▸ Written problem: Exactly reproduce the line that contains "the white window" and all lines after it in the entries below, through the very last line.
>> START
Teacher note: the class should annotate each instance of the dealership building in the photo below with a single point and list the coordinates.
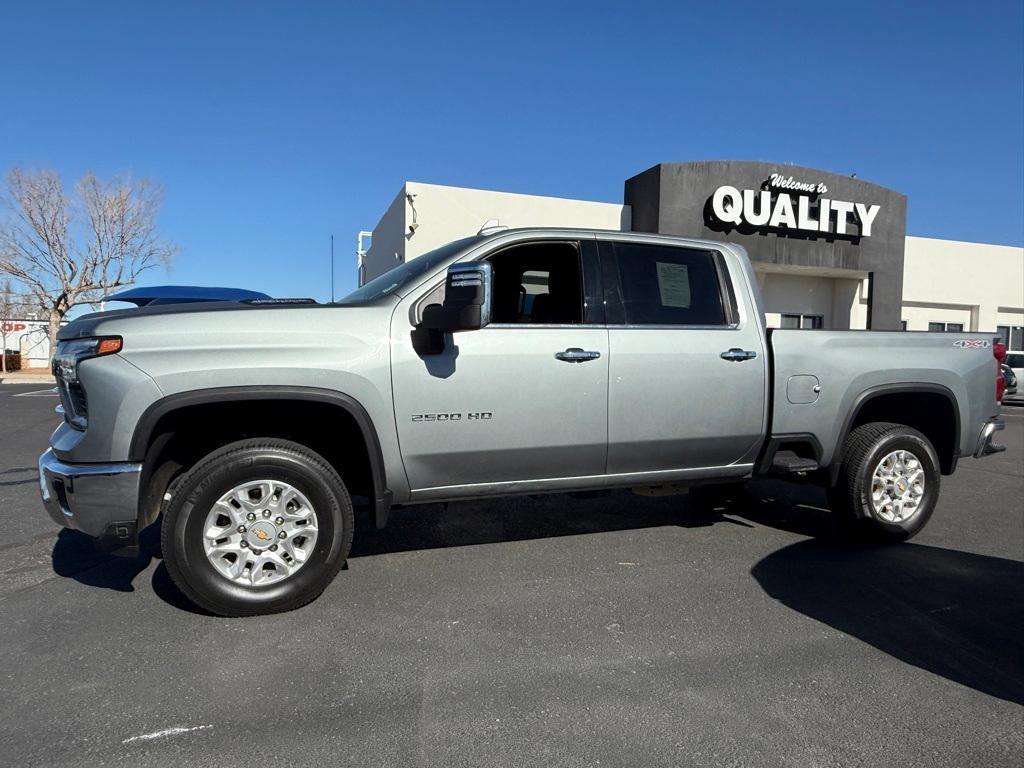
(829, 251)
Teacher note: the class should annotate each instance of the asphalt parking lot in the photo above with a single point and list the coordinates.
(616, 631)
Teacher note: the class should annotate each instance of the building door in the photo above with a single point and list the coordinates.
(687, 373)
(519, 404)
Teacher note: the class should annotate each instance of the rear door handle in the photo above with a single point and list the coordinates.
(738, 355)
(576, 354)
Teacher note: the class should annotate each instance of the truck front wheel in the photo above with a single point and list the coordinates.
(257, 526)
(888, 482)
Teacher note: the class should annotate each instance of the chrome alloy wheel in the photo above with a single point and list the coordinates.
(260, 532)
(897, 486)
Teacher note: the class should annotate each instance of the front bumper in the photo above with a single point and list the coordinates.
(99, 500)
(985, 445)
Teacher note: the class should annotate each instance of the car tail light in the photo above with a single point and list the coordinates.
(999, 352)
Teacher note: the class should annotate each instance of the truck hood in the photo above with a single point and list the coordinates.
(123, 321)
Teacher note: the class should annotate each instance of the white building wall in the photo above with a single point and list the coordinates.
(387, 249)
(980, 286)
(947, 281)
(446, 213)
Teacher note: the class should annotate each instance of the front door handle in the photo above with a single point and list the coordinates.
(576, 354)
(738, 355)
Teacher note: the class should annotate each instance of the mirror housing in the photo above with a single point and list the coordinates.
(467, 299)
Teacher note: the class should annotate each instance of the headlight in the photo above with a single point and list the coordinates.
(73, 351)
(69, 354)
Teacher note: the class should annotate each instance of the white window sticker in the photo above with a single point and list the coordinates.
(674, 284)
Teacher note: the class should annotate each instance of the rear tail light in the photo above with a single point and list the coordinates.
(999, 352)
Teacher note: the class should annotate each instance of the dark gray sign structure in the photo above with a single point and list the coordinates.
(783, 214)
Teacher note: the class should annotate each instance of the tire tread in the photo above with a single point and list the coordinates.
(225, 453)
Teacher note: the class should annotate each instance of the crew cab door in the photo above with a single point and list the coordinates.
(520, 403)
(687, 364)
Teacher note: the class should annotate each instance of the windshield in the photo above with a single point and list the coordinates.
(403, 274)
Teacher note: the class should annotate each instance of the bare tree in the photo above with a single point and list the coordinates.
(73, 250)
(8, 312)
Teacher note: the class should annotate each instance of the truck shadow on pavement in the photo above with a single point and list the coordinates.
>> END
▸ Output below:
Teacher note: the class should annotate each instance of the white window sticker in the photo above with a single point and list the coordinates.
(674, 284)
Teacher note: the class should annotate each instance of the rear tail light in the photo above with a single point and list the coordinates.
(999, 352)
Teacher note: the class should annotate each instance of the dark gray sign structure in the photo above with a single point and list the coordinates.
(783, 214)
Teacher note: the class should annotate each instance of the tire tread in the photo above with a single point and list the coordinates.
(225, 453)
Teacher note: the class should annotate each instance of the crew cab door in the photo above with a single point and list the coordinates.
(520, 403)
(687, 364)
Teacher note: the class should annotate each instance of the windshield in the photo above with a single point and list the coordinates.
(403, 274)
Teacher note: the class should annotate each instance of the bare tree in the photo above with a single point and list the coordinates.
(73, 250)
(8, 312)
Teacher note: the class should annotate each instance of the truck shadow on pavement in the photo above with a single point and list the coordinates.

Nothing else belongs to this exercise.